How to Get an Uncontested Divorced in Cook County

Cook County Courthouses

Step 1: File the Initial Divorce Paperwork

To begin a divorce in Cook County, the filing spouse (Petitioner) e-files a Petition for Dissolution of Marriage and Domestic Relations Cover Sheet (Form CCDR 0601) (and also a Summons for a default divorce). The Court Clerk sends an acceptance e-mail with the case number, usually in 24-48 hours. E-filing is mandatory in Illinois.

A Summons is used to notify the other spouse (Respondent) that the Petitioner has filed for divorce. A Summons is only needed for default divorce. It is not needed in a divorce by agreement because the Respondent will be entering an Appearance and Waiver, and paying the $251.00 appearance fee. If the Petitioner has any concerns about whether the Respondent will sign the Waiver of Service and Consent form, a Summons should be filed at the same time as the Petition for Dissolution of Marriage and Domestic Relations Cover Sheet.

Step 2: Serve your spouse and schedule the prove-up hearing. Complete the online parenting course.

Do not begin this step until Petitioner receives an e-mail confirming that the Court Clerk has accepted the Petition for Dissolution of Marriage and has been assigned a case number.

Parenting Class Requirement

Illinois requires divorcing couples with minor children together to complete a parent education program. Each parent must attend either Focus on Children (FOCUS) (an in-class parent education program) or Children in Between Online (CIBO) (an online parent education program). Parents may attend either program and do not have to attend with the other parent. After completing the class, the program provider will e-mail a Certificate of Completion to the parents for e-filing. Both programs are at least four hours long. CIBO is an online course so you can access it any time from your computer over a 30-day period. To register for Focus on Children, the in-person class, call (312) 603-1550. To register for the CIBO online course, go to

Step 2a. Serving Respondent in a Divorce by Agreement

In a divorce by agreement, Petitioner can hand-deliver or mail the Petition to the Respondent since Respondent will be signing an Appearance and a notarized Waiver of Service and Consent. This is known as voluntary service.

───

◆ Short problem 1
Sum up the text on uncontested divorce in Cook County in two sentences.
◆ Short problem 2
Repeat the part of the text on uncontested divorce in Cook County starting with "Step 2a. Serving" and going on through "as voluntary service.".
The entries aren't needed for anything here.

◆ Data provided
───

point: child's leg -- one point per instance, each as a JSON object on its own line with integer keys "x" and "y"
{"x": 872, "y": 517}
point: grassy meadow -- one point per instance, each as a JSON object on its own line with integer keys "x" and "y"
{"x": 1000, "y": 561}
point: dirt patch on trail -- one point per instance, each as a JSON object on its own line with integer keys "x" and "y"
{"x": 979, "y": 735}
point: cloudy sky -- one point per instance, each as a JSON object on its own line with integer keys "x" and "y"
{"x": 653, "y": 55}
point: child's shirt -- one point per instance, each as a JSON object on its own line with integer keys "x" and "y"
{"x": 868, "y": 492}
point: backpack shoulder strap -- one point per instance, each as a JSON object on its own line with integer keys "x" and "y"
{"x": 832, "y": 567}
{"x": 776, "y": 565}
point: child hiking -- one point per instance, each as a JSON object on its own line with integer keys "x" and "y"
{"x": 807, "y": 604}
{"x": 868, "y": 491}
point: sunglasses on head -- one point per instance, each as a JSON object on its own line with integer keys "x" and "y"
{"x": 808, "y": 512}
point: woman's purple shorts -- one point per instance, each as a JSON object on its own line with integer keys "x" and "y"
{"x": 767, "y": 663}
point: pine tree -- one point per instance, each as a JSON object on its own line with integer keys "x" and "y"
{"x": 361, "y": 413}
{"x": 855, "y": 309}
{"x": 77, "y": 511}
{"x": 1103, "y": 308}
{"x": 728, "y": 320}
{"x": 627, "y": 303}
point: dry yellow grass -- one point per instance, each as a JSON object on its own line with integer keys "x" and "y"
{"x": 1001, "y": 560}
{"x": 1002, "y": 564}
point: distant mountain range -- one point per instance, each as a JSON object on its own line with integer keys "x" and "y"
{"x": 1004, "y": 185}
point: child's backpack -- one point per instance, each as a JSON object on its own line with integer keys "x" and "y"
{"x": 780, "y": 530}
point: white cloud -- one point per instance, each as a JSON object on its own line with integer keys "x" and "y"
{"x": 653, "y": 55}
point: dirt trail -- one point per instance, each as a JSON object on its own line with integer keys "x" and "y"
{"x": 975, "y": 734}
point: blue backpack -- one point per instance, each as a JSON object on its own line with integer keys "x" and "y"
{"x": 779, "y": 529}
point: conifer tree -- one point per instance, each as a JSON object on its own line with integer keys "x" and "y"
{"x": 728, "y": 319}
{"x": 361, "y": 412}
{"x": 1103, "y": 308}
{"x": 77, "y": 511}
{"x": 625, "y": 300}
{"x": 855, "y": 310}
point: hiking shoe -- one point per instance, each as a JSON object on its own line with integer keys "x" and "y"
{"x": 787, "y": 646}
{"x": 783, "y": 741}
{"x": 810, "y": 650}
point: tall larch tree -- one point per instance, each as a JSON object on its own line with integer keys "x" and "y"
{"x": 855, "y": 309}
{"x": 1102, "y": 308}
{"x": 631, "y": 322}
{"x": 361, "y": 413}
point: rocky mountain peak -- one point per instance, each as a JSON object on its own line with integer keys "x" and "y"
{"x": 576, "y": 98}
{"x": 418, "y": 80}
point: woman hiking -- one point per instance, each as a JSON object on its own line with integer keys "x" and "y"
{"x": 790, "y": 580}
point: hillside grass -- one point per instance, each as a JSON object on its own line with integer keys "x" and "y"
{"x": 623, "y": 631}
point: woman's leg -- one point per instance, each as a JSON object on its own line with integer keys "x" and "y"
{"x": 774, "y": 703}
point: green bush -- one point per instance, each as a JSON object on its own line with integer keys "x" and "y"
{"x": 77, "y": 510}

───

◆ Full output 1
To start a divorce in Cook County, the Petitioner e-files a Petition for Dissolution of Marriage and a Domestic Relations Cover Sheet, plus a Summons for a default divorce, and the Court Clerk e-mails an acceptance with the case number. Illinois requires divorcing couples with minor children to complete a parent education program, either the in-class FOCUS or the online CIBO, and in a divorce by agreement the Petitioner may hand-deliver or mail the Petition to the Respondent.

◆ Full output 2
Step 2a. Serving Respondent in a Divorce by Agreement

In a divorce by agreement, Petitioner can hand-deliver or mail the Petition to the Respondent since Respondent will be signing an Appearance and a notarized Waiver of Service and Consent. This is known as voluntary service.